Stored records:
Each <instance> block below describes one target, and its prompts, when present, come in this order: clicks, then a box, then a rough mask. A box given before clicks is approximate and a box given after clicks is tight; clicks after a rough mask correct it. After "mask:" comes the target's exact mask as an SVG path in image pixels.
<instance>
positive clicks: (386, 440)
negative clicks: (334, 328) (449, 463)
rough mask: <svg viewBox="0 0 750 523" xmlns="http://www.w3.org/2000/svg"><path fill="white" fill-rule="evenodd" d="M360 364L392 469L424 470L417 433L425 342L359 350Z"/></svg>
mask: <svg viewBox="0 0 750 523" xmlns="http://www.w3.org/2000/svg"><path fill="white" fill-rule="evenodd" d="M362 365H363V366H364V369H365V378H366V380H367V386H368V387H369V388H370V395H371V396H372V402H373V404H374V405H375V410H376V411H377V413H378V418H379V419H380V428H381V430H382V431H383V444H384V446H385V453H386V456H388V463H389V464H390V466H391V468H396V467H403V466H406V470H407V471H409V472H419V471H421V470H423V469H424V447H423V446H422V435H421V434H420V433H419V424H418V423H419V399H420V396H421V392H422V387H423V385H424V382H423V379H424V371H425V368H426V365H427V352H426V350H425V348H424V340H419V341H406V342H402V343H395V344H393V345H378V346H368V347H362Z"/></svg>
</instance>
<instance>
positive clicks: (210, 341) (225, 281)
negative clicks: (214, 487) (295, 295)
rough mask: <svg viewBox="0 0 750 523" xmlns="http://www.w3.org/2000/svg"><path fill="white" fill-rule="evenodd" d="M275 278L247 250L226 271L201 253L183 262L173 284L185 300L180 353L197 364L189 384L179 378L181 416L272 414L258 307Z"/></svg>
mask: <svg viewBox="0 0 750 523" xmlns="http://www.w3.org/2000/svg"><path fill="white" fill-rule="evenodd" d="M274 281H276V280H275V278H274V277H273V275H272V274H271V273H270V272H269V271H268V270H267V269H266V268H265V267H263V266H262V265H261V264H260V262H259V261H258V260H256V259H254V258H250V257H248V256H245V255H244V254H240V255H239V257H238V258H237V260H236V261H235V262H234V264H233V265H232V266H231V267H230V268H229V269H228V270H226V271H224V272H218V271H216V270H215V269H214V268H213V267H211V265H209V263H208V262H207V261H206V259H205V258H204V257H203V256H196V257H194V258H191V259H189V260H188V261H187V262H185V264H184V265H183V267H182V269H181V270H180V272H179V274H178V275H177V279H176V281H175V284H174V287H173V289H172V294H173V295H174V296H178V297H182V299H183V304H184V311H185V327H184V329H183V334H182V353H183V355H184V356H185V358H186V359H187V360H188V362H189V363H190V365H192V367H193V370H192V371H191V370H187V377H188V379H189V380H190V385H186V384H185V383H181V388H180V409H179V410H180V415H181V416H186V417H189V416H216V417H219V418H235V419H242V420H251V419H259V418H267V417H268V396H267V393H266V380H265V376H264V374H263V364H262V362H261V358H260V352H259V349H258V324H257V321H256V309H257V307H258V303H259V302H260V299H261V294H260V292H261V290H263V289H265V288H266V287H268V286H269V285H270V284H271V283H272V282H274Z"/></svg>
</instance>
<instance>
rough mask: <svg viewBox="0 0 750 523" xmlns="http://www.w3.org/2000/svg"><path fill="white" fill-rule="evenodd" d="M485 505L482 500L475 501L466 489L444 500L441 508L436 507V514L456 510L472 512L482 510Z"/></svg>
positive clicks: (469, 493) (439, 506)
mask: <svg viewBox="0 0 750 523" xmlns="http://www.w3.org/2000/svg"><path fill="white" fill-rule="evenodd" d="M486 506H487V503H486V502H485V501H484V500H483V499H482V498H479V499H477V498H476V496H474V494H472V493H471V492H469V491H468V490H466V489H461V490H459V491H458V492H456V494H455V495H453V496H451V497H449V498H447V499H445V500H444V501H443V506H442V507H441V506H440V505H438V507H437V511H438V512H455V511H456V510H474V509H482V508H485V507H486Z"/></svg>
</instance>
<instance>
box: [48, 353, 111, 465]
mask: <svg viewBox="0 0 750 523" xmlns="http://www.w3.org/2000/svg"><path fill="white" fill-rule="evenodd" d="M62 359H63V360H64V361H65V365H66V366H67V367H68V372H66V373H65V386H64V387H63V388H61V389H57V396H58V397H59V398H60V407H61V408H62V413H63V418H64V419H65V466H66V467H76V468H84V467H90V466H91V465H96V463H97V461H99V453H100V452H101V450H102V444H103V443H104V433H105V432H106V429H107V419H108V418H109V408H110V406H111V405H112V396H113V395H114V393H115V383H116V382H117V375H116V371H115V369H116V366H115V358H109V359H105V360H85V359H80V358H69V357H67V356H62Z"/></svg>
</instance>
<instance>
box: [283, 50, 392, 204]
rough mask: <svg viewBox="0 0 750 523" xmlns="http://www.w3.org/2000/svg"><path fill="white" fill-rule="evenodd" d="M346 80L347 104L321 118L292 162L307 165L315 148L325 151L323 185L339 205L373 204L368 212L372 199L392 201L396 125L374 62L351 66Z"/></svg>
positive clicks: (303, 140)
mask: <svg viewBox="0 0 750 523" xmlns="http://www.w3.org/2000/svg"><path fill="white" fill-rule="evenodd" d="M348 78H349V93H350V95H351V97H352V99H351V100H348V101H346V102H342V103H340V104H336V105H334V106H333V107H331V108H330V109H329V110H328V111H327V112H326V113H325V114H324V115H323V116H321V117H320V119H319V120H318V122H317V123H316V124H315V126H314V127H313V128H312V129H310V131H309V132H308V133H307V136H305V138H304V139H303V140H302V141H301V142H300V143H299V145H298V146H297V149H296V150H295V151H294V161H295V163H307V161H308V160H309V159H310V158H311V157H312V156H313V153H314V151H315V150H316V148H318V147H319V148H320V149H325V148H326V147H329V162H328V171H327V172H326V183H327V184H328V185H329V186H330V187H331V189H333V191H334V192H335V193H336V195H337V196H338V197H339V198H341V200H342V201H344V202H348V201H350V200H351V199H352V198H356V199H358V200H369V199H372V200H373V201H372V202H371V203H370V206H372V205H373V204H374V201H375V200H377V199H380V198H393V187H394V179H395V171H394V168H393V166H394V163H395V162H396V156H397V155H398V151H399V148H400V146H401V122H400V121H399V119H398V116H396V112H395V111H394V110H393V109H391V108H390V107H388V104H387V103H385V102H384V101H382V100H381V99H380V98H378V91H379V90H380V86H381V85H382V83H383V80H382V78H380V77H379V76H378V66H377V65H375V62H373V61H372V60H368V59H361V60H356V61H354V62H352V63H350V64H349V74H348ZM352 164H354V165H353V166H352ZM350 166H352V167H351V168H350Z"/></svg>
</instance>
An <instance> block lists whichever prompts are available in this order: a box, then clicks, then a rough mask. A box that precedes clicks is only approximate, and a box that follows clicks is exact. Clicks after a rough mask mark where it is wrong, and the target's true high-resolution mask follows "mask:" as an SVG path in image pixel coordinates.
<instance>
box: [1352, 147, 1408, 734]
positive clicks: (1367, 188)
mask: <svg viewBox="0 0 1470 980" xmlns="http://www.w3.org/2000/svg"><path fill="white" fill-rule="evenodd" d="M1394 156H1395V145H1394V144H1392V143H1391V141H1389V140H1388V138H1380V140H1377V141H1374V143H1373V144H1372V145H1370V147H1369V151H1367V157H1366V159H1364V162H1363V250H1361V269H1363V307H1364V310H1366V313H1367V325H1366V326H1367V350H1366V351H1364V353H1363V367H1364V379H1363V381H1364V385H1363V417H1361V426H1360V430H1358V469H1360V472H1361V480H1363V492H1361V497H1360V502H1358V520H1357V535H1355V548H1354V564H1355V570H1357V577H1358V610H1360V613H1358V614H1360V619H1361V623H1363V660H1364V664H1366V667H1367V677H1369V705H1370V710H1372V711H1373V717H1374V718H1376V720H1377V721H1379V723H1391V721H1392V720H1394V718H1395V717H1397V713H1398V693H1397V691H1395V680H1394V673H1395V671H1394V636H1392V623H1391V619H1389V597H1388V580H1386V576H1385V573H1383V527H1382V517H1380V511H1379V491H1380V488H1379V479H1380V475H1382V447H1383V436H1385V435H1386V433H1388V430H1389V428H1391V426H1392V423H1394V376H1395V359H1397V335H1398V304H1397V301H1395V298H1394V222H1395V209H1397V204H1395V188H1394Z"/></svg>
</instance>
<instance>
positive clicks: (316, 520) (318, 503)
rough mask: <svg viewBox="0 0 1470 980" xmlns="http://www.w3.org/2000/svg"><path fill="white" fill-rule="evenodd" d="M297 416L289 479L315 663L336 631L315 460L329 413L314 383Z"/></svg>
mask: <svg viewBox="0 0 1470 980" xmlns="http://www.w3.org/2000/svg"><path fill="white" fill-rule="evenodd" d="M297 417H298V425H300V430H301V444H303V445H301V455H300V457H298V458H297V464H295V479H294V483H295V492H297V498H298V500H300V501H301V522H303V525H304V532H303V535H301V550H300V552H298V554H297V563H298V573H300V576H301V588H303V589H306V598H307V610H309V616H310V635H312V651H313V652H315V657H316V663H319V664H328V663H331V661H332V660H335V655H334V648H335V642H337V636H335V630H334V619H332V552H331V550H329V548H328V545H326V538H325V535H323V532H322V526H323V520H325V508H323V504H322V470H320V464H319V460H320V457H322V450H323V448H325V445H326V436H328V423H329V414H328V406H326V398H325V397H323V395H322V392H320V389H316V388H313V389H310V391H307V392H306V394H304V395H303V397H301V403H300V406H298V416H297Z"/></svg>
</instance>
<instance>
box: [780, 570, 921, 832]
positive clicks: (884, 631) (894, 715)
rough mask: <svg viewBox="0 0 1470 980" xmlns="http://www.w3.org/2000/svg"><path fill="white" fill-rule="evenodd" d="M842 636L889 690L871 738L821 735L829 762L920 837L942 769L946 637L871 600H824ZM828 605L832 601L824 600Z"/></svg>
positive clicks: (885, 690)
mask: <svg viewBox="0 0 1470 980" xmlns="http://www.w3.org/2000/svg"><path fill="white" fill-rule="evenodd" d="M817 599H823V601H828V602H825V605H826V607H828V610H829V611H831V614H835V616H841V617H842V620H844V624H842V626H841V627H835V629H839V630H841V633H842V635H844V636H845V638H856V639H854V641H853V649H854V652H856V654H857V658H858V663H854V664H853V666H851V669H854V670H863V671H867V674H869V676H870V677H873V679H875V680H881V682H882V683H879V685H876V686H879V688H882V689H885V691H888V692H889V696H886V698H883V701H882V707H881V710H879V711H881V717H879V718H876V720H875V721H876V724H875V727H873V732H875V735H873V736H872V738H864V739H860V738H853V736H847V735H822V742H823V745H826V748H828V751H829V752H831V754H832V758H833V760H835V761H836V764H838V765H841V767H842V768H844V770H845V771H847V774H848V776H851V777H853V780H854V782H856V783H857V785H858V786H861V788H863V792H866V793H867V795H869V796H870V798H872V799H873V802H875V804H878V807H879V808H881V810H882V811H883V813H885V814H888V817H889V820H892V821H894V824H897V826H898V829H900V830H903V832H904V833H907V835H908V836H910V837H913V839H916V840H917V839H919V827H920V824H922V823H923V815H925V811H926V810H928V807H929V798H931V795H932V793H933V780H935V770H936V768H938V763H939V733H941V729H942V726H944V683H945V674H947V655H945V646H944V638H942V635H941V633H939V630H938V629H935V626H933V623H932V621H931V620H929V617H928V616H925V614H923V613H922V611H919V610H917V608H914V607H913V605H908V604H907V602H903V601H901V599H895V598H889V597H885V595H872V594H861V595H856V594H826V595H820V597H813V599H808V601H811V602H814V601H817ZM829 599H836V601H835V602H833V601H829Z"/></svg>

_Assigned task_.
Which lines belong in the answer? Exactly those from the first line of the entries through the line holding "negative clicks: (334, 328) (449, 463)", inclusive, copied unchanged.

_Response area_.
Each <instance> block below describes one target, and its prompts, when present, come in this order: clicks, then a box, then a rough mask. A box given before clicks is approximate and a box given after clicks is tight; clicks after a rough mask correct it. After "mask:" comes the target's exact mask as an SVG path in image pixels.
<instance>
positive clicks: (386, 440)
negative clicks: (334, 328) (449, 463)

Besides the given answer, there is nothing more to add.